The records>
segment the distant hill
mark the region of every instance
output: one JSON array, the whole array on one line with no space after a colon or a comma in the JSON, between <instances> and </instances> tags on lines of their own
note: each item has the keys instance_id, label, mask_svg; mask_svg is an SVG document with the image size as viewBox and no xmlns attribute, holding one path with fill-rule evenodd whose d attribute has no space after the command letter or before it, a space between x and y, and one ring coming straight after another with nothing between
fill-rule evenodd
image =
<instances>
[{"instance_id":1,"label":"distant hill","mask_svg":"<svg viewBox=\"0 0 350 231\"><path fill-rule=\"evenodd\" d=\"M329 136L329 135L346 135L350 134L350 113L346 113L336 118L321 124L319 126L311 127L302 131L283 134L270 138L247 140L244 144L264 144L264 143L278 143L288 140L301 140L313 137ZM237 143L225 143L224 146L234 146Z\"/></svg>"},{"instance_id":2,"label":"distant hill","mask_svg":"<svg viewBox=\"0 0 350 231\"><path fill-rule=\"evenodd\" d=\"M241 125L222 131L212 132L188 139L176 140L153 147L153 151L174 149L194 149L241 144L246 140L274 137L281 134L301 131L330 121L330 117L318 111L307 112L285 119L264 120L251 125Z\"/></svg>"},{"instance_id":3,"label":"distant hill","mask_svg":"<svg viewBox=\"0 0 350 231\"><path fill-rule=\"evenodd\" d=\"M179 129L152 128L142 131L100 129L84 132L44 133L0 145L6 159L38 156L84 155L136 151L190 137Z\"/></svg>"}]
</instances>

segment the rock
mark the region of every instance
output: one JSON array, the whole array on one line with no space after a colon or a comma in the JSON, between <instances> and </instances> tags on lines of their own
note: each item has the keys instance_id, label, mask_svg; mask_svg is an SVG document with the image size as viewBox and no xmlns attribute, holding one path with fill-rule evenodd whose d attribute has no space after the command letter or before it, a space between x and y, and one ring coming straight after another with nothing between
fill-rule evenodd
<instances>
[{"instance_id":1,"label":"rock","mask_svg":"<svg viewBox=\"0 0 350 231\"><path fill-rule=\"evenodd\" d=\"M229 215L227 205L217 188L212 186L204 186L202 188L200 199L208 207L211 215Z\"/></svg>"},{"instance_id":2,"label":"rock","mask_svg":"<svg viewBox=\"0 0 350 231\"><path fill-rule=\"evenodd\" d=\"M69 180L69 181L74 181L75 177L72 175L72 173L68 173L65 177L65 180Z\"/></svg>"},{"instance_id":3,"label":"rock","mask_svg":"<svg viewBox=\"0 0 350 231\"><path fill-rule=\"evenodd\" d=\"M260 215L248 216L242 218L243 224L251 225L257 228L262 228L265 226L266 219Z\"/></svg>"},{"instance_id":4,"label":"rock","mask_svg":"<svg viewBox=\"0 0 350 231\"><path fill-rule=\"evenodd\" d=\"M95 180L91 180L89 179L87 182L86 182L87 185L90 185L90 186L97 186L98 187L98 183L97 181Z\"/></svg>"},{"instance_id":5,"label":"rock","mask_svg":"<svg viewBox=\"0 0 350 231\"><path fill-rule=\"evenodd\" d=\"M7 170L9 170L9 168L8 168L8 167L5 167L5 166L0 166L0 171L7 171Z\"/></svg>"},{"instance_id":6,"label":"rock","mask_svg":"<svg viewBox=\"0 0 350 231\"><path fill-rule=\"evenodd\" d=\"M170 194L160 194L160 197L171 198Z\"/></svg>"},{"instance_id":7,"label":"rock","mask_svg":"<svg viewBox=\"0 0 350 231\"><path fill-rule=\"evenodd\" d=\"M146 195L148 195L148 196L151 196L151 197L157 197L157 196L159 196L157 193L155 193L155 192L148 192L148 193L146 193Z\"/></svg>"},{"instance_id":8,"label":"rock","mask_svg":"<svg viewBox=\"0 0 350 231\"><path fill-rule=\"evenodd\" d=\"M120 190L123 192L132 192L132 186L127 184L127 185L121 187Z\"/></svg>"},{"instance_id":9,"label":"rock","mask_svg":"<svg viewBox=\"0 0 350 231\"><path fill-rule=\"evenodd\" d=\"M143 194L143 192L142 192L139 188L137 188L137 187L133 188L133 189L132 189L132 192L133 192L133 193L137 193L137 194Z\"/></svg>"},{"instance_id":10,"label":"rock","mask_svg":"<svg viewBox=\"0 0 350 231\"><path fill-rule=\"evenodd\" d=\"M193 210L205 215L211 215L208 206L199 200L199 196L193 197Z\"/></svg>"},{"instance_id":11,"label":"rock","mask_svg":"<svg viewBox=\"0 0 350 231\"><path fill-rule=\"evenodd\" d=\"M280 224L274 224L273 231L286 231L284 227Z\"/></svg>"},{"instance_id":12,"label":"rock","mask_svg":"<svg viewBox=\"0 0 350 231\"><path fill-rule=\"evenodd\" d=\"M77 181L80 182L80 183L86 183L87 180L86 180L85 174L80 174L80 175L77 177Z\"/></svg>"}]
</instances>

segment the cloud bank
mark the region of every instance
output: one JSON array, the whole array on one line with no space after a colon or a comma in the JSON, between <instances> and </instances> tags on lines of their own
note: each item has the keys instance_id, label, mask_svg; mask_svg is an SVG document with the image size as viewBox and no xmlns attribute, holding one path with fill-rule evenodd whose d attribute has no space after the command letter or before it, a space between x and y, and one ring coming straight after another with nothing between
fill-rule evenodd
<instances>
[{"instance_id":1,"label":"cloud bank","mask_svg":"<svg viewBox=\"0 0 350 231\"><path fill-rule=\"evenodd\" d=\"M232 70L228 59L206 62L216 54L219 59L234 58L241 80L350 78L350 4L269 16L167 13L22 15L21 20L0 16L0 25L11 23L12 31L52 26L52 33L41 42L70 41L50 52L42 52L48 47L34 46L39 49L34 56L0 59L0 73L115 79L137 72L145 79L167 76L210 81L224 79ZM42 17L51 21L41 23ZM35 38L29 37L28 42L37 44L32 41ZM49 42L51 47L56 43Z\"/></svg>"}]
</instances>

Work to complete>
Rewrite the records above with every "region" changed to "area", keeping everything else the same.

Result>
segment the distant hill
mark the area of every instance
output: one JSON array, the whole array on one line with no space after a colon or a comma in the JSON, between <instances> and </instances> tags on lines of their own
note: each item has the keys instance_id, label, mask_svg; mask_svg is an SVG document with the image size as viewBox and no xmlns attribute, holding one path with fill-rule evenodd whose d attribute has no space after the command letter or before it, a space between x and y, and one ring coming straight after another with nothing between
fill-rule evenodd
image =
<instances>
[{"instance_id":1,"label":"distant hill","mask_svg":"<svg viewBox=\"0 0 350 231\"><path fill-rule=\"evenodd\" d=\"M329 136L329 135L346 135L350 134L350 113L346 113L336 118L321 124L319 126L311 127L302 131L283 134L270 138L247 140L244 144L264 144L264 143L278 143L288 140L301 140L313 137ZM237 143L225 143L224 146L234 146Z\"/></svg>"},{"instance_id":2,"label":"distant hill","mask_svg":"<svg viewBox=\"0 0 350 231\"><path fill-rule=\"evenodd\" d=\"M241 125L222 131L212 132L188 139L176 140L153 147L153 151L174 149L194 149L241 144L246 140L274 137L281 134L301 131L330 121L330 117L318 111L307 112L285 119L264 120L251 125Z\"/></svg>"},{"instance_id":3,"label":"distant hill","mask_svg":"<svg viewBox=\"0 0 350 231\"><path fill-rule=\"evenodd\" d=\"M179 129L152 128L142 131L100 129L84 132L44 133L0 145L6 159L38 156L84 155L136 151L190 137Z\"/></svg>"}]
</instances>

segment the rock
mark the area of every instance
output: one JSON array, the whole array on one line with no space after a colon or a comma in the JSON, between <instances> and </instances> tags on lines of their own
note: each item has the keys instance_id, label, mask_svg; mask_svg is an SVG document with the image size as viewBox and no xmlns attribute, holding one path with fill-rule evenodd whose d attribute has no space after the command letter or before it, a space between x and y, and one ring coming straight after another with nothing between
fill-rule evenodd
<instances>
[{"instance_id":1,"label":"rock","mask_svg":"<svg viewBox=\"0 0 350 231\"><path fill-rule=\"evenodd\" d=\"M229 215L227 205L217 188L212 186L204 186L202 188L200 199L208 207L211 215Z\"/></svg>"},{"instance_id":2,"label":"rock","mask_svg":"<svg viewBox=\"0 0 350 231\"><path fill-rule=\"evenodd\" d=\"M69 180L69 181L74 181L75 177L72 175L72 173L68 173L65 177L65 180Z\"/></svg>"},{"instance_id":3,"label":"rock","mask_svg":"<svg viewBox=\"0 0 350 231\"><path fill-rule=\"evenodd\" d=\"M260 215L248 216L242 218L243 224L251 225L257 228L262 228L265 226L266 219Z\"/></svg>"},{"instance_id":4,"label":"rock","mask_svg":"<svg viewBox=\"0 0 350 231\"><path fill-rule=\"evenodd\" d=\"M95 180L91 180L89 179L87 182L86 182L87 185L90 185L90 186L97 186L98 187L98 183L97 181Z\"/></svg>"},{"instance_id":5,"label":"rock","mask_svg":"<svg viewBox=\"0 0 350 231\"><path fill-rule=\"evenodd\" d=\"M7 170L9 170L9 168L8 168L8 167L5 167L5 166L0 166L0 171L7 171Z\"/></svg>"},{"instance_id":6,"label":"rock","mask_svg":"<svg viewBox=\"0 0 350 231\"><path fill-rule=\"evenodd\" d=\"M170 194L160 194L160 197L171 198Z\"/></svg>"},{"instance_id":7,"label":"rock","mask_svg":"<svg viewBox=\"0 0 350 231\"><path fill-rule=\"evenodd\" d=\"M146 195L148 195L148 196L151 196L151 197L157 197L157 196L159 196L157 193L155 193L155 192L148 192L148 193L146 193Z\"/></svg>"},{"instance_id":8,"label":"rock","mask_svg":"<svg viewBox=\"0 0 350 231\"><path fill-rule=\"evenodd\" d=\"M120 190L123 192L132 192L132 186L127 184L127 185L121 187Z\"/></svg>"},{"instance_id":9,"label":"rock","mask_svg":"<svg viewBox=\"0 0 350 231\"><path fill-rule=\"evenodd\" d=\"M143 194L143 192L142 192L139 188L137 188L137 187L133 188L133 189L132 189L132 192L133 192L133 193L137 193L137 194Z\"/></svg>"},{"instance_id":10,"label":"rock","mask_svg":"<svg viewBox=\"0 0 350 231\"><path fill-rule=\"evenodd\" d=\"M193 210L205 215L211 215L208 206L199 200L199 196L193 197Z\"/></svg>"},{"instance_id":11,"label":"rock","mask_svg":"<svg viewBox=\"0 0 350 231\"><path fill-rule=\"evenodd\" d=\"M280 224L274 224L273 231L286 231L284 227Z\"/></svg>"},{"instance_id":12,"label":"rock","mask_svg":"<svg viewBox=\"0 0 350 231\"><path fill-rule=\"evenodd\" d=\"M77 181L80 182L80 183L86 183L87 180L86 180L85 174L80 174L80 175L77 177Z\"/></svg>"}]
</instances>

segment the cloud bank
mark the area of every instance
output: one JSON array, the whole array on one line with no space after a colon or a comma in the JSON, between <instances> and </instances> tags on lines of their own
note: each item has the keys instance_id, label, mask_svg; mask_svg is an SVG document with the image size as viewBox and no xmlns attribute, holding one path with fill-rule evenodd whose d attribute has no space after the command letter or before it, a space between x and y, and one ring coming straight after another with nothing between
fill-rule evenodd
<instances>
[{"instance_id":1,"label":"cloud bank","mask_svg":"<svg viewBox=\"0 0 350 231\"><path fill-rule=\"evenodd\" d=\"M232 70L228 59L206 62L216 54L219 59L234 58L241 80L350 78L350 4L269 16L167 13L22 15L21 20L0 16L0 25L11 23L12 31L52 26L52 33L41 42L70 41L50 52L42 52L48 47L34 46L39 49L34 56L0 59L0 73L115 79L137 72L145 79L167 76L210 81L224 79ZM42 17L51 21L41 23ZM35 38L29 37L28 42L37 44L32 41ZM49 42L51 47L56 43Z\"/></svg>"}]
</instances>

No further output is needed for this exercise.